● **Your objective**
Rewrite the records that follow, putting "mark" wherever "place a pin on" appears and leaving everything else unchanged.

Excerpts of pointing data
[Begin]
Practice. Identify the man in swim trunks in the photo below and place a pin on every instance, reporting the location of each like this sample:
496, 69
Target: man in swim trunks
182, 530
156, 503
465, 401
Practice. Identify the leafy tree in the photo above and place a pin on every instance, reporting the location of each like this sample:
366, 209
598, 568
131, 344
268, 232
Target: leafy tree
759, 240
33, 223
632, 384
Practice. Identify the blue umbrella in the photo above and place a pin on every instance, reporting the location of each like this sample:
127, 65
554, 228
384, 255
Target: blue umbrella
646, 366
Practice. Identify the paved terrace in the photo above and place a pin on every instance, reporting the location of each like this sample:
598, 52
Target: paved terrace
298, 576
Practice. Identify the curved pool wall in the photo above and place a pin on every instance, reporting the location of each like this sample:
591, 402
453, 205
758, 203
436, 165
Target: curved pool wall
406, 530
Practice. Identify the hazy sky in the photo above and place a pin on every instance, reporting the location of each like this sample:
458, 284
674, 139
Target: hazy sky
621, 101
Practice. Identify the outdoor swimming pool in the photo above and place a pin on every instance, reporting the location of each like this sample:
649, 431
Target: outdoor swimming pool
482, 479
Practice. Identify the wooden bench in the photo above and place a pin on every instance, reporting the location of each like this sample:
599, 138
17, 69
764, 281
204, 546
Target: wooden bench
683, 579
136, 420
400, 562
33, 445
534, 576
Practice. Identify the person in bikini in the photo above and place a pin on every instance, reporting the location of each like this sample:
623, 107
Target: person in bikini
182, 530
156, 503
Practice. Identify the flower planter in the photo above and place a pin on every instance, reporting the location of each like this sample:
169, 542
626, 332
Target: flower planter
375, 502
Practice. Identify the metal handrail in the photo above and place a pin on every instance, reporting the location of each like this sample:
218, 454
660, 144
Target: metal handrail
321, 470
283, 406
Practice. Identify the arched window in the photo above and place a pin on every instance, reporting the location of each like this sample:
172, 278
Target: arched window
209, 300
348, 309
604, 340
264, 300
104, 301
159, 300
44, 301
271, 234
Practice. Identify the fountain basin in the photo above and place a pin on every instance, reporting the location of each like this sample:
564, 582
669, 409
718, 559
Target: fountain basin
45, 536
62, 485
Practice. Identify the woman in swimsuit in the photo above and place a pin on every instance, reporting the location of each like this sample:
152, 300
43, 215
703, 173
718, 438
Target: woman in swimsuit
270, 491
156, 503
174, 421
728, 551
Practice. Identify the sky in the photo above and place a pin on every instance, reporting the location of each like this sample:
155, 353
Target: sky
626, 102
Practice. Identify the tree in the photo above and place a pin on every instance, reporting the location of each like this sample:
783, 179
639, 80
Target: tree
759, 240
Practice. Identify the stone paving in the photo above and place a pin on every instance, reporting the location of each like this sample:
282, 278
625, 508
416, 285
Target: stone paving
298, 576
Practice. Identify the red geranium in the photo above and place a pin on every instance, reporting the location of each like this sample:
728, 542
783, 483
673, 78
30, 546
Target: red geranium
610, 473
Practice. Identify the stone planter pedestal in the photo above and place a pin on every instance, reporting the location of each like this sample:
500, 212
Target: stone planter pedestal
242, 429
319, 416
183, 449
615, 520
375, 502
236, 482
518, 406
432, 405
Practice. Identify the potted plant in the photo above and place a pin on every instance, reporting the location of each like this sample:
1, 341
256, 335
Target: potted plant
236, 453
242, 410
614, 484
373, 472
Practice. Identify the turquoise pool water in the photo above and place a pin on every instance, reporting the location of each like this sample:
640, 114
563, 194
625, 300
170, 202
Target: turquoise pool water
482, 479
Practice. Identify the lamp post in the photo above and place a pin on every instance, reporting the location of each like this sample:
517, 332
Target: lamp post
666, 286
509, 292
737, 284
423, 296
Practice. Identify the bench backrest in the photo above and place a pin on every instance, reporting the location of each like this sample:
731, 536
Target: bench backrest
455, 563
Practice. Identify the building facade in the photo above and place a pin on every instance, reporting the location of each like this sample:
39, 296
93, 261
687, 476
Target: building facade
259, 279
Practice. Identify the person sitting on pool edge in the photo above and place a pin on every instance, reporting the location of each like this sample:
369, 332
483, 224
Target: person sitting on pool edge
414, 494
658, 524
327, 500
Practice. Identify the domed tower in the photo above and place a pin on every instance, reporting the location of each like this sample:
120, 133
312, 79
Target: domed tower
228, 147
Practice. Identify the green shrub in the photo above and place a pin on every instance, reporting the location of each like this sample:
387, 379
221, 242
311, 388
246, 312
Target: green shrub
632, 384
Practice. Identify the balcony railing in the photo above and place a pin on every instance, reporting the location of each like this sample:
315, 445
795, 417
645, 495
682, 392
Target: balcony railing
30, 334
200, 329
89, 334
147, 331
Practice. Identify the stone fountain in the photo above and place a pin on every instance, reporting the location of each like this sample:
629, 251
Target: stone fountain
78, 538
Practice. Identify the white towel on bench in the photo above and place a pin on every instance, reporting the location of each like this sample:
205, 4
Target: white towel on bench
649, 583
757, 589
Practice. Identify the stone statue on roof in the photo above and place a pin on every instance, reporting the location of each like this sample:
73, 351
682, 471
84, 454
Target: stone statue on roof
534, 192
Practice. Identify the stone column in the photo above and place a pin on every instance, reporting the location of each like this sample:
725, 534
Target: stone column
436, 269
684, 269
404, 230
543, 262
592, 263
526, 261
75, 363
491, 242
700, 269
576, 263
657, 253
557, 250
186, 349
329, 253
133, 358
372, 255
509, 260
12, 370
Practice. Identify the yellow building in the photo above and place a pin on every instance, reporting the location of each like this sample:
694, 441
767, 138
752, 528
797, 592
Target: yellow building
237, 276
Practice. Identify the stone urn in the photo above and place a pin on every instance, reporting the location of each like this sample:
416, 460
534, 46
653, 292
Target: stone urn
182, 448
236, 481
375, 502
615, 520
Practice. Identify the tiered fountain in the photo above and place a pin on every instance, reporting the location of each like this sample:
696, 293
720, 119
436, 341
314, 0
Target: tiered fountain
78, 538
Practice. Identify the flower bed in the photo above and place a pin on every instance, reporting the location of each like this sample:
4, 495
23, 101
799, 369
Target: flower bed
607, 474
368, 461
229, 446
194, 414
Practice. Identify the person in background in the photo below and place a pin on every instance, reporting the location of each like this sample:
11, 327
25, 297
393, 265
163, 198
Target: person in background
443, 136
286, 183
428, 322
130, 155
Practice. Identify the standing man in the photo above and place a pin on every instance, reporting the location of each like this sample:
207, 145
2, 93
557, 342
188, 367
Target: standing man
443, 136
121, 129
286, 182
[End]
● **The completed task**
Practice. Identify the man in swim trunks in the photo below and mark every instance, reporting the location of each like this sample:
496, 69
Target: man in swim trunks
182, 530
156, 503
465, 401
Practice. Identify the leafy tree in the photo above and mark every instance, reporting the location of each like this sample:
366, 209
598, 568
131, 344
268, 232
Target: leafy tree
759, 240
33, 223
632, 384
Practice. Identify the blue umbrella in the photo above and mark every instance, reporting the location of each like this sample:
127, 65
554, 228
384, 255
Target: blue umbrella
646, 366
Practice. Identify the paved terrace in the photo above and mark every instance, reporting the location of each like this sample:
598, 52
Target: paved terrace
298, 576
Practice. Identify the curved pool wall in the photo above and mark every instance, reporting the location of each like this sample:
591, 402
453, 205
758, 203
436, 165
Target: curved pool wall
406, 530
Practice. Identify the hazy sky in the photo above and mark every instance, reporting the location of each like this sample:
458, 284
674, 139
Target: hazy sky
621, 101
Practice. Identify the outdoor swimming pool in the photo above and mark every instance, reporting the location of each like this sample:
649, 431
Target: outdoor swimming pool
482, 479
Practice. Identify the wooden bench in the photo above and mark every instance, reporting the location of each like this sample:
599, 138
17, 69
764, 281
204, 546
Target: wooden bench
683, 579
136, 420
400, 562
33, 445
534, 576
Practice. Identify the person in bikini in the photo above and mark every instance, reporting the location of each like this sample:
623, 107
Target: person in bikini
182, 530
156, 503
Practice. Identify the flower planter in the photo above and mark every instance, reporting the location of each like this sample:
169, 542
626, 332
Target: flower planter
375, 502
Practice. Identify the metal handrail in the photo above and mark every instance, reporting the location of each like this sample:
218, 454
660, 144
Target: metal handrail
321, 470
283, 406
Practice. Identify the arched window in the photo above and mark every instance, reporting the location of each like this sample:
172, 278
Target: arched window
209, 300
348, 309
604, 340
264, 300
104, 301
159, 300
44, 301
271, 234
Practice. Identify the fountain basin in the photo above and mark every instance, reporting the location of each like this sample:
564, 582
669, 409
718, 559
Target: fountain basin
45, 536
62, 485
Practice. Identify the woman in swimsuit in the photo above and mark every instance, reporting the location of each like this sample:
152, 300
43, 215
703, 173
718, 438
Target: woman in swimsuit
270, 491
156, 503
174, 421
728, 551
Practice. Identify the sky in the photo above and mark every instance, reporting the location of each like this sample:
155, 353
Target: sky
626, 102
Practice. Identify the tree in the photo above and mark every instance, reporting the location of each like this sample:
783, 179
639, 80
Target: tree
759, 240
Practice. Identify the stone paving in the photo above and mark every instance, reporting the location of each like this sample:
282, 278
625, 508
416, 285
Target: stone paving
298, 576
Practice. Identify the red geranium in the photo above and mark every instance, reporting the location of each like this sample:
728, 542
783, 483
673, 78
30, 546
Target: red geranium
610, 473
Practice. Identify the stone planter pedestal in the photo above and mark every instance, reporting the location of each like this sample:
500, 212
Target: stone planter pedestal
242, 429
319, 416
183, 449
615, 520
375, 502
236, 482
518, 406
432, 405
Practice. Identify the potted plant in the photo above and mark every instance, reporting the location of each like this sample:
1, 341
256, 335
Target: potted plant
236, 453
242, 410
614, 484
373, 472
Practice. Identify the turquoise pool water in the photo above and mark every instance, reporting the location of each like this sample:
640, 114
563, 194
625, 300
170, 202
Target: turquoise pool water
482, 479
Practice. Identify the lamp post in the photo above and mark every instance, reporting the location of each like this sample:
517, 332
Target: lamp post
666, 286
509, 292
737, 284
423, 296
Practice. Identify the bench backrest in the photo above and mark every instance, reporting the location of each like this sample:
731, 536
Target: bench backrest
455, 563
Practice. Identify the building facade in the photo above and mark every instance, reporting the location of each like this sample:
39, 296
93, 261
687, 476
Target: building facade
259, 279
Practice. Identify the person sitting on pool edge in the photo above and mark every instance, reporting the location of each like this sample:
369, 332
483, 224
Target: person sitting on pool edge
414, 494
658, 524
327, 500
Practice. Identify the domed tower in the photo above and mark every instance, reporting the location of each like this sample:
120, 133
312, 79
Target: domed tower
228, 147
Practice. Identify the green shrub in the photo above and mark every instance, reporting the location of each like this sample:
387, 379
221, 242
311, 388
246, 312
Target: green shrub
632, 384
Practice. Identify the balcony railing in the photo above and mark every instance, reporting the location of each like this sample:
315, 445
795, 417
645, 495
682, 392
Target: balcony railing
30, 334
200, 329
89, 334
147, 331
Practice. Identify the stone fountain in the photo above and mark every instance, reporting the location of each like this sample:
629, 251
Target: stone fountain
78, 538
Practice. Identify the white towel on bench in the photo above and mark every instance, reporting the location of each like this sample:
205, 4
Target: white towel on bench
649, 583
757, 589
Practice. Identify the stone statue on roof in the photo above and mark every instance, reporting the location of each like this sample:
73, 351
682, 471
84, 454
Target: stone statue on roof
534, 192
Practice. Identify the stone column in the photo above and mark every instance, reporting the location of each like this sample:
725, 534
Target: stone column
436, 269
684, 269
404, 230
543, 262
592, 263
526, 261
75, 363
491, 242
700, 269
576, 263
657, 253
557, 250
186, 349
329, 253
133, 358
372, 255
509, 260
12, 370
Practice. Identify the yellow building in the photo above and mark every instance, reporting the location of each like this sample:
694, 441
767, 138
752, 528
797, 592
Target: yellow building
237, 276
Practice. Identify the stone urn in the photo above and mark every instance, reporting the location of each like this sample:
416, 460
534, 46
653, 292
Target: stone urn
182, 448
236, 481
375, 502
615, 520
Practice. Identify the tiered fountain in the photo above and mark every instance, reporting the location of each like this sample:
696, 293
720, 119
436, 341
314, 0
Target: tiered fountain
78, 538
Practice. Identify the flower bed in the photo above and mark every instance, reporting the location of each like this sample:
4, 495
23, 101
799, 369
Target: flower bed
607, 474
368, 461
229, 446
194, 414
Practice. Identify the person in background in the photo below and mark every instance, reporting the location of each like this sample:
11, 327
25, 297
393, 265
163, 198
Target: person in background
443, 136
286, 183
428, 322
130, 155
Practice. Identify the standing man in the photo above and mark every instance, reporting the location of each like this sample:
207, 145
2, 93
557, 342
188, 367
Target: standing man
443, 136
121, 129
286, 182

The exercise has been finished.